** begin Text block **
Last week, we shared 5 adjustments that can help you bring small-group instruction for early decoders more in line with your other shifts to early literacy instruction. If you missed it, you can find that post here

We hope that you have taken some time this week to jump in with exploring one or more of those tweaks to your small-group design and implementation as you work to strengthen your differentiated instruction for developing readers.

Today, we offer five more adjustments to consider when designing small-group instruction that will ultimately make learning to read easier for your students.


6. It’s STILL IMPORTANT to select texts that will engage children.

What is the ADJUSTMENT? 

Rather than picking texts just because they are decodable, look for texts students will find engaging. It’s true! Many decodable texts are boring, confusing, or downright nonsensical. But there are also many decodable texts on the market that will engage students–make them laugh, delight them, or arouse their curiosity. So, look for decodable texts that give students something worthwhile to think about. Here is a decodable text that we wrote that is aligned with practice of simple, closed syllable (CVC) words. You can download it for free here

7. It’s STILL IMPORTANT to offer students in-the-moment support as they work to read unfamiliar words.

What is the ADJUSTMENT?

Rather than prompt students to try a variety of strategies to “figure out” a word they don’t know, the science-aligned shift is to consistently use decoding as the strategy of first resort, relying on context and meaning to confirm. The good news is, if you’re using texts that match students’ decoding skills, they’ll be set up for success with this change, building their orthographic storehouse with every word read. This important change to prompting practices is the focus of Shift 5 in Shifting the Balance, and we have a “Look Before you Leap” protocol that you may find helpful.
** end Text block **
** begin Dataset rows **
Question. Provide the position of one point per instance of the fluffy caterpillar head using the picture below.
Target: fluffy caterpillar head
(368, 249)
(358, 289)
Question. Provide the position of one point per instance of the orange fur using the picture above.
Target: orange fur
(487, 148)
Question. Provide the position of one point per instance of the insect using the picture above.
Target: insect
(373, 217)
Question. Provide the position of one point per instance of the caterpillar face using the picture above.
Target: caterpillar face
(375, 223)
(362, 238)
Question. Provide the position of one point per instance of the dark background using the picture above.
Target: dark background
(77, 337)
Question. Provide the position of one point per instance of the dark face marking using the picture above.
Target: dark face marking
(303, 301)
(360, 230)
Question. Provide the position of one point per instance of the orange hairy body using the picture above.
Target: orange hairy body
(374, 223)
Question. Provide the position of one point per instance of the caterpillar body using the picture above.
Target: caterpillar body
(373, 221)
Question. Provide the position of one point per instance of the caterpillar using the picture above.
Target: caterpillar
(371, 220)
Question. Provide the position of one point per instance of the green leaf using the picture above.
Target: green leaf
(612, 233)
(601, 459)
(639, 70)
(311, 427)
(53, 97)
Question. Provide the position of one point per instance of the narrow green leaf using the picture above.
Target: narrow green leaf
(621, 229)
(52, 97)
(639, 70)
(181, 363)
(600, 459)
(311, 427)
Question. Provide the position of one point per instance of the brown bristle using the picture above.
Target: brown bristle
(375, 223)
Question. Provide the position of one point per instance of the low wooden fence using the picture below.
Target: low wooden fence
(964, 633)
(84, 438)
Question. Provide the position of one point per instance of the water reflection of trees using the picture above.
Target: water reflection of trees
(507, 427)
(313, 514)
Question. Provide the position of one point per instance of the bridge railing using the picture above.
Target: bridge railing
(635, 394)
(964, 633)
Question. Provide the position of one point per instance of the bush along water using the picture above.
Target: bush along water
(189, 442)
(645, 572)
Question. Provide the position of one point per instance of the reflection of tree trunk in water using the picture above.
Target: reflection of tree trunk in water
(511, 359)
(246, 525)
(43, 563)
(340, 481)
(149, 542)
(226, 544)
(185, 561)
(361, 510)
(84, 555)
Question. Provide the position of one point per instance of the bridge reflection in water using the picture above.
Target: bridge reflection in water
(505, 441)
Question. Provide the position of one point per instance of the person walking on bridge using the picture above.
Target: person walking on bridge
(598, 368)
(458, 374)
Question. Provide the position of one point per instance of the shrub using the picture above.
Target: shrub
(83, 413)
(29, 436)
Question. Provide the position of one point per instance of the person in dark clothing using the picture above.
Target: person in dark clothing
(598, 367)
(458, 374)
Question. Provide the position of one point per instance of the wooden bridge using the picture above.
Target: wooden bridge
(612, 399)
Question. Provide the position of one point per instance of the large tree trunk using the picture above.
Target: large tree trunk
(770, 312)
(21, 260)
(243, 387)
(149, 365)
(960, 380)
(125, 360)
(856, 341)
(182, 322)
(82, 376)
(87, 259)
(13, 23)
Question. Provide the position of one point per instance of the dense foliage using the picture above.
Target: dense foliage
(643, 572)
** end Dataset rows **
Stated exercise
In the article on small-group reading instruction, what strategy should students use first when reading an unfamiliar word?

Full solution
Decoding, with context and meaning used to confirm.